_Problem set:_
[a] From the mailing list post about MPLS edge devices, copy the text from "The MX80 is" up to and including "that market half-heartedly.".
[b] List every device model beginning with "MX" that is mentioned in the mailing list post about MPLS edge devices, counting each model separately.
[c] Write the next few sentences of the mailing list post about MPLS edge devices, picking up after its final sentence.

_Passage given:_
━━━━━━━━━━━━━━━━━━━━
[j-nsp] EX4600 Vs QFX 5100 VS ACX 5048
Mark Tinka
mark.tinka at seacom.mu
Tue May 3 09:40:28 EDT 2016
On 3/May/16 15:05, Saku Ytti wrote:
> I agree, MPLS to the edge is great idea. What do the boxes need to
> cost? I know someone who paid 3500EUR per MX80 (years years ago, when
> MX104 nor MX5/10/40 didn't exist) and deployed many hundred if not 1k
> of them as seamless MPLS access/edge device.
They didn't do their homework.
The MX80 is a terrible idea for an MPLS-capable Metro-E device. The baby
MX80's aren't a reasonable price to make it worth a reconsideration
either. That was Juniper trying to address that market half-heartedly.
Back then, you had two real options - the ME3600X/3800X or the
CER/CES2000. Anything else was just asking for it.
━━━━━━━━━━━━━━━━━━━━
_Data supplied:_
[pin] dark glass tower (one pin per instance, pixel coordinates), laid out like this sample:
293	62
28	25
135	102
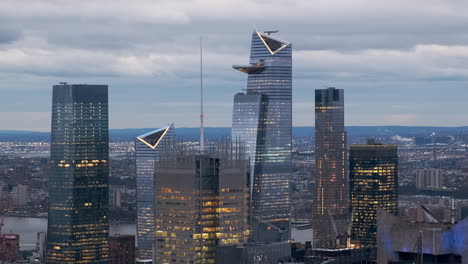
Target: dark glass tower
262	119
331	200
78	226
373	184
202	201
147	150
━━━━━━━━━━━━━━━━━━━━
_Final answers:_
[a]
The MX80 is a terrible idea for an MPLS-capable Metro-E device. The baby
MX80's aren't a reasonable price to make it worth a reconsideration
either. That was Juniper trying to address that market half-heartedly.

[b] MX80, MX104, MX5, MX10, MX40

[c]
>
> MX80, MX104 are competitive against ASR9001 purely from BOM POV, as
> they are single chip fabricless devices. But still, similar box with
> pipeline/low touch asic style solution would be even cheaper, it is
> just how it is.
>
> I don't think JNPR will ever compete with Trio platform against ASR or
> ME, ACX is for that segment, but perhaps ACX is not there for all
> use-cases.
Well, the MX104 provides some competition against the ASR1000. But the
ASR1000 has moved leaps and bounds since the MX104 was a rumour, so
Juniper are falling behind again.
Against the ASR920 and ME3600X/3800X, Juniper don't have a real answer,
to be honest. The ACX is a try, but Juniper need to commit more. I just
don't know why they are letting this business go Cisco's way, but
well... I won't stick around to find out.
> What are you missing in ASR920 or ACX2k?
From my testing, the ASR920 does it all.
Your only real issue with the ASR920 is the small FIB, but we work
around that with BGP-SD.
> But I do think that
> inevitably what happened to L3 in switches will happen to MPLS, soon
> you just cannot buy non-consumer switch which does not do MPLS.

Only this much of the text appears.